PROBLEM TO WORK ON
Omit all images, then return the remaining material exactly as it stands.
[Begin LISTING]
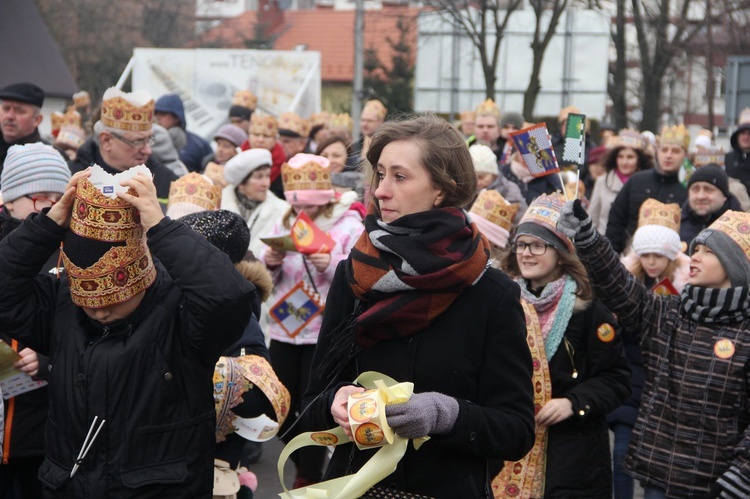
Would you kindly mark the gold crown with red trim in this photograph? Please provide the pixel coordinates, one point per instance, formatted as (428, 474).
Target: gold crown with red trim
(196, 189)
(120, 113)
(245, 98)
(321, 118)
(487, 108)
(311, 175)
(375, 107)
(341, 121)
(627, 137)
(676, 135)
(122, 271)
(263, 125)
(293, 123)
(735, 224)
(492, 206)
(653, 212)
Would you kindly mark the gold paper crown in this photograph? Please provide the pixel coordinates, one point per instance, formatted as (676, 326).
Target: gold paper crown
(735, 224)
(493, 207)
(321, 118)
(195, 189)
(468, 117)
(245, 98)
(263, 125)
(120, 114)
(341, 122)
(676, 135)
(653, 212)
(81, 99)
(627, 138)
(487, 108)
(123, 271)
(293, 123)
(545, 211)
(310, 176)
(714, 155)
(376, 107)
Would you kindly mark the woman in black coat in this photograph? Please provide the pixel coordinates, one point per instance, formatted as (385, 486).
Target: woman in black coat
(416, 301)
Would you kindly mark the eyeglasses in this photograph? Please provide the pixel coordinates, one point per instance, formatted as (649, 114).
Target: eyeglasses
(536, 249)
(135, 144)
(41, 202)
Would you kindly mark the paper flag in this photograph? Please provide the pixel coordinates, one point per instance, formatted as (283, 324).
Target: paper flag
(575, 137)
(535, 147)
(308, 238)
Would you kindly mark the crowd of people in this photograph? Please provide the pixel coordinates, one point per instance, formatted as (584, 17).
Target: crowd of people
(162, 306)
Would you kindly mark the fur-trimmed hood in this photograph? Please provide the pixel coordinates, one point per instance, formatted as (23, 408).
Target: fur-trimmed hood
(256, 273)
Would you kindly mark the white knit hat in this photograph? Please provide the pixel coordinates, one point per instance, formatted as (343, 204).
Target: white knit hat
(243, 164)
(31, 168)
(484, 159)
(657, 239)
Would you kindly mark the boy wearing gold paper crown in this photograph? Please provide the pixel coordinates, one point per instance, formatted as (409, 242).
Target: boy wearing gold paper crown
(123, 138)
(133, 334)
(691, 436)
(661, 183)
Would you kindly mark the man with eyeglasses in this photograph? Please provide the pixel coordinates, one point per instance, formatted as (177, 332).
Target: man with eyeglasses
(123, 138)
(20, 115)
(34, 177)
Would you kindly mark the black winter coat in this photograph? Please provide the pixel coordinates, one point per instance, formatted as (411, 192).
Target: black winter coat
(578, 455)
(88, 154)
(623, 217)
(475, 351)
(149, 376)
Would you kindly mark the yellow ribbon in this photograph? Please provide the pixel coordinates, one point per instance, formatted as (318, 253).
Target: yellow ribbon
(384, 390)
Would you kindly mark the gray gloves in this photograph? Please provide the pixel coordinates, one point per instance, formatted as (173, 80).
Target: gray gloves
(428, 413)
(576, 223)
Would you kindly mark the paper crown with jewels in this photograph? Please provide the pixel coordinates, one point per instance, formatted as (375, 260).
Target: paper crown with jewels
(293, 124)
(545, 211)
(487, 108)
(494, 216)
(675, 135)
(125, 269)
(81, 99)
(653, 212)
(341, 121)
(245, 98)
(265, 125)
(376, 107)
(132, 111)
(627, 137)
(307, 180)
(321, 118)
(192, 193)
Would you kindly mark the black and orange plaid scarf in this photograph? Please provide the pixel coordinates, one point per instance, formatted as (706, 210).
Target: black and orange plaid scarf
(409, 271)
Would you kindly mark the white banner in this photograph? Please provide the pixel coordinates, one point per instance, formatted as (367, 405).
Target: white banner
(206, 79)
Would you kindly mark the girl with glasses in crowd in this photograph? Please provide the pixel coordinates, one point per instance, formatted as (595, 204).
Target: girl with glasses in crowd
(582, 374)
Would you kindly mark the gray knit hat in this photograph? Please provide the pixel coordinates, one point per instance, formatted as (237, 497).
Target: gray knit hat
(32, 168)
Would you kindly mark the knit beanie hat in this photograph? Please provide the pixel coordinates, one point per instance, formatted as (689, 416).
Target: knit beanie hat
(540, 220)
(658, 229)
(243, 164)
(484, 159)
(729, 238)
(224, 229)
(713, 175)
(32, 168)
(512, 118)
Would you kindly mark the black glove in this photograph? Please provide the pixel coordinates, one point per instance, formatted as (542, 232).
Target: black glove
(576, 223)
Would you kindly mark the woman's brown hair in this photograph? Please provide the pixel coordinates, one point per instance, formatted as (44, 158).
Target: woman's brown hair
(444, 155)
[End LISTING]
SOLVED PROBLEM
Would you kindly mark the gold crown with red trim in this photograph? Please provide the pixel coordinates, one point per instance, formatted as (428, 474).
Target: gold crown with red trim
(196, 189)
(120, 113)
(245, 98)
(321, 118)
(487, 108)
(311, 175)
(375, 107)
(341, 121)
(627, 137)
(676, 135)
(122, 271)
(263, 125)
(293, 123)
(735, 224)
(492, 206)
(653, 212)
Would you kindly mark the gold paper crown in this photograph? Please provide the pixel coordinates, one point per instance, formatted as (676, 326).
Target: gold paper crown
(735, 224)
(493, 207)
(321, 118)
(195, 189)
(468, 117)
(245, 98)
(263, 125)
(120, 114)
(341, 122)
(676, 135)
(653, 212)
(81, 99)
(627, 138)
(487, 108)
(123, 271)
(293, 123)
(545, 211)
(310, 176)
(714, 155)
(376, 107)
Would you kindly mark the woman in black coat in this photograph? Please provide the pixel coordinates, one point per instance, formatted as (385, 486).
Target: woman in black coat
(416, 301)
Would you kindly mark the eyeglasses in this photograph? Please provide the pixel coordinates, one point per instance, formatted as (649, 114).
Target: eyeglasses
(536, 249)
(135, 144)
(41, 202)
Would you kindly mark the paper flag in this photograph? Please provide the pixel coordinates, one point per instance, formatted as (283, 324).
Target: paper flag
(575, 137)
(535, 147)
(308, 238)
Would you kindly mark the crowd of people in this photograph? Please provide the pixel coordinates, one point per instance, formatted as (584, 17).
Target: crowd of people
(162, 306)
Would you kindly mark the fur-trimmed hood in this photograph? Please provide the pixel coordinates, one point per instance, formatted as (23, 408).
Target: fur-trimmed hood
(256, 273)
Would you kindly mark the white knit hat in this photograph? Please provide the pixel coordinates, one point per instance, formatted as (343, 204).
Target: white knit hat
(243, 164)
(31, 168)
(484, 159)
(657, 239)
Would you kindly mark the boy wearing gold paper crown in this photograph? Please provide the pixel coordinates, one point per instance, formatted as (409, 242).
Target: boy wearing gold paper crown
(123, 138)
(133, 334)
(691, 436)
(661, 183)
Would you kindly mark the man with eyeglasses in this photograph? Please provide the pixel coordinates, one point per instance, formatted as (177, 332).
Target: man with eyeglasses
(123, 138)
(20, 115)
(34, 177)
Would you kindly mark the black winter coat in this photograph? Please provide the pixel coordinates, one point per instance, formatted as (411, 192).
Target: black winter coat
(578, 455)
(88, 154)
(623, 217)
(475, 351)
(149, 376)
Would you kindly mark the yellow ribbon in this photograph? Please provide the pixel coordinates, one point per instance, formatted as (318, 253).
Target: yellow ribbon
(384, 390)
Would you kindly mark the gray gloves in this photograph? Please provide the pixel coordinates, one point per instance, formatted as (173, 80).
Target: gray gloves
(428, 413)
(576, 223)
Would you kindly mark the paper crown with jewels in this photograph? Please provide the pixel coordinates, one point per instance, formatted as (375, 260).
Target: paper crown with jewels
(293, 124)
(545, 211)
(487, 108)
(494, 216)
(675, 135)
(125, 269)
(81, 99)
(653, 212)
(341, 121)
(245, 98)
(265, 125)
(376, 107)
(132, 111)
(627, 137)
(307, 180)
(321, 118)
(192, 193)
Would you kindly mark the black and orange plaid scarf in this photograph? Please provide the pixel coordinates, one point per instance, formatted as (706, 210).
Target: black and orange plaid scarf
(409, 271)
Would you kindly mark the white banner in this photograph? Please provide the pixel coordinates, one point per instance, formatted as (367, 405).
Target: white banner
(206, 79)
Would you kindly mark the girl with glasses in crowd in this photograph? Please provide the pixel coordinates, one point per instance, formatted as (595, 204).
Target: girl with glasses in crowd
(582, 374)
Would you kindly mark the gray knit hat in this photograph? Please provide the pixel coordinates, one point per instance, formatted as (237, 497).
Target: gray knit hat
(32, 168)
Would you kindly mark the knit beanie hat in this photograph? Please provide the pixel coordinates, one point per instance, formatted as (689, 416).
Target: knit beanie hat
(540, 220)
(658, 229)
(243, 164)
(484, 159)
(729, 238)
(224, 229)
(713, 175)
(32, 168)
(512, 118)
Would you kindly mark the black glove in this photograph? Please provide the pixel coordinates, one point per instance, formatted as (542, 232).
Target: black glove
(576, 223)
Would you kindly mark the woman's brown hair in this photograph? Please provide the pixel coordinates, one point per instance, formatted as (44, 158).
Target: woman's brown hair
(444, 155)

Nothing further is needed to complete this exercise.